A sentença recorrida veio a qualificar a insolvência da requerida como culposa, com fundamento na previsão das alíneas h) e i) do nº2, bem como a das alíneas a) e b), do nº3, do artigo 186º do CIRE.
O Juiz a quo considerou estar demonstrada a prática de irregularidade contabilística com prejuízo relevante para a compreensão da situação patrimonial e financeira da insolvente (al. h) do nº2 do art. 186º), com base no seguinte raciocínio:
É que a insolvente tem registado nos balanços contabilísticos de 2009 a 2011 um crédito sobre a sociedade (…), Lda., no valor de € 964,530,88, que deveria, de acordo com as boas regras contabilísticas, ter sido provisionado. Conforme esclareceu o administrador da insolvência em sede de audiência de julgamento, a insolvente deveria a ter considerado este crédito como incobrável já nos anos de 2010 e 2011, e provisioná-lo integralmente. Este provisionamento, dado que o crédito representa cerca de 80% do ativo da insolvente, determinaria uma acentuada diminuição do capital próprio da empresa e, consequentemente, que a respetiva contabilidade evidenciasse, já então, uma situação de falência técnica. (…)
E, no caso, a irregularidade cometida mascarou efetivamente a real situação financeira e patrimonial da insolvente, permitindo que a contabilidade passasse uma imagem de solvência quando, na realidade, dela deveria resultar a situação de falência técnica em que a insolvente estaria em 2010 e 2011 se encontrava. Com isso impediu que fosse cognoscível a sua situação patrimonial em geral, o que assume particular relevo no caso por se verificar que o débito para com a requerente da insolvência foi contraído quando já se verificava uma situação de insolvência técnica, que deveria estar refletida na contabilidade”.

Segundo os Apelantes, tal crédito não está provisionado, quer porque a insolvente considerou não ser incobrável, quer porque no ano de 2011 foi, entretanto, deliberada a dissolução da sociedade, sendo que facto de o crédito estar refletido nas dívidas de clientes e não estar provisionado, traduziria uma mera “opção contabilística”, subjetiva e não sindicável.

A questão que aqui se discute respeita a saber se, sendo a insolvente titular de um crédito sobre a sociedade M (…), Lda., no valor de € 964,530,88, na sequência de fornecimentos que lhe efetuou, e encontrando-se registado nos balanços contabilísticos de 2009 a 2011, na conta cliente, sem que o mesmo tenha sido “provisionado”, tal circunstância constituiu uma irregularidade contabilística censurável.

● Informação registada:
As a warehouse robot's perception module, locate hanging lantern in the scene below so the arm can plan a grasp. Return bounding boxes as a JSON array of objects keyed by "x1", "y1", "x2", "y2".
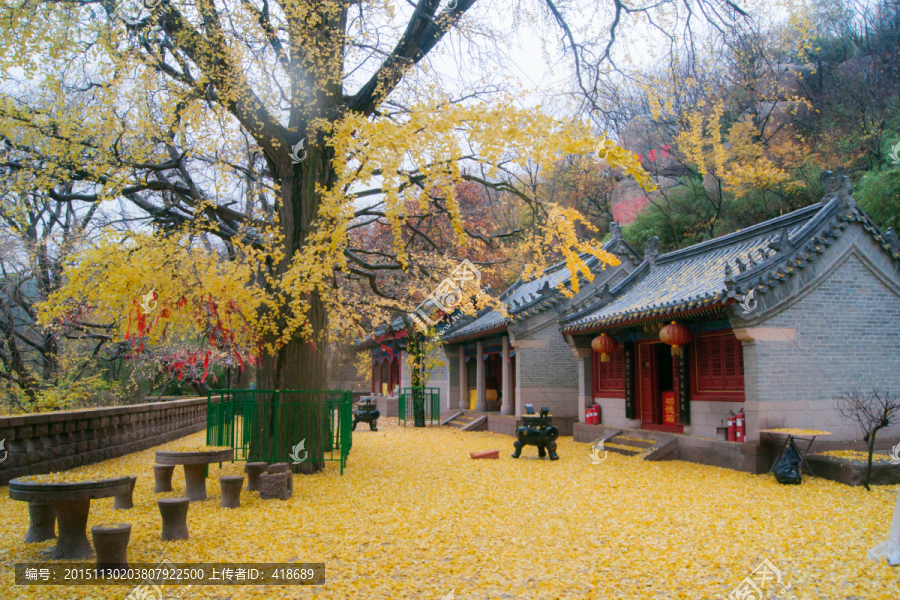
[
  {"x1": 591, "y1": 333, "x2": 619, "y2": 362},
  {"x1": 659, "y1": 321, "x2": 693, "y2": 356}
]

==

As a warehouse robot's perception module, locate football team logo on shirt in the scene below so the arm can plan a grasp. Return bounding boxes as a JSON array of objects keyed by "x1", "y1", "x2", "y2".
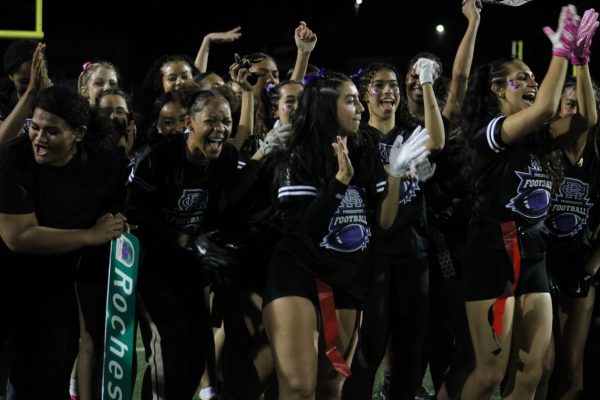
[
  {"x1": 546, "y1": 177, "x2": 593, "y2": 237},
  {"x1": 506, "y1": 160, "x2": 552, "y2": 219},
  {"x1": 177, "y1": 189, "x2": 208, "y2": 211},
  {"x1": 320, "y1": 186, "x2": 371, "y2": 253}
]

● Requisito 1: Transcreva, do excerto sobre a insolvência culposa, o trecho de "Segundo os Apelantes, tal" até "irregularidade contabilística censurável.", inclusive.
● Requisito 2: Traduza para inglês a seguinte frase do excerto sobre a insolvência culposa: "A sentença recorrida veio a qualificar a insolvência da requerida como culposa, com fundamento na previsão das alíneas h) e i) do nº2, bem como a das alíneas a) e b), do nº3, do artigo 186º do CIRE."
● Requisito 3: No excerto sobre a insolvência culposa, que parte do ativo da insolvente representa o crédito não provisionado?
Os itens provêm de outra fonte.

● Solução escrita 1:
Segundo os Apelantes, tal crédito não está provisionado, quer porque a insolvente considerou não ser incobrável, quer porque no ano de 2011 foi, entretanto, deliberada a dissolução da sociedade, sendo que facto de o crédito estar refletido nas dívidas de clientes e não estar provisionado, traduziria uma mera “opção contabilística”, subjetiva e não sindicável.

A questão que aqui se discute respeita a saber se, sendo a insolvente titular de um crédito sobre a sociedade M (…), Lda., no valor de € 964,530,88, na sequência de fornecimentos que lhe efetuou, e encontrando-se registado nos balanços contabilísticos de 2009 a 2011, na conta cliente, sem que o mesmo tenha sido “provisionado”, tal circunstância constituiu uma irregularidade contabilística censurável.

● Solução escrita 2: The decision under appeal classified the respondent's insolvency as culpable, based on paragraphs (h) and (i) of subsection 2, as well as paragraphs (a) and (b) of subsection 3, of Article 186 of the CIRE.

● Solução escrita 3: Cerca de 80% do ativo da insolvente.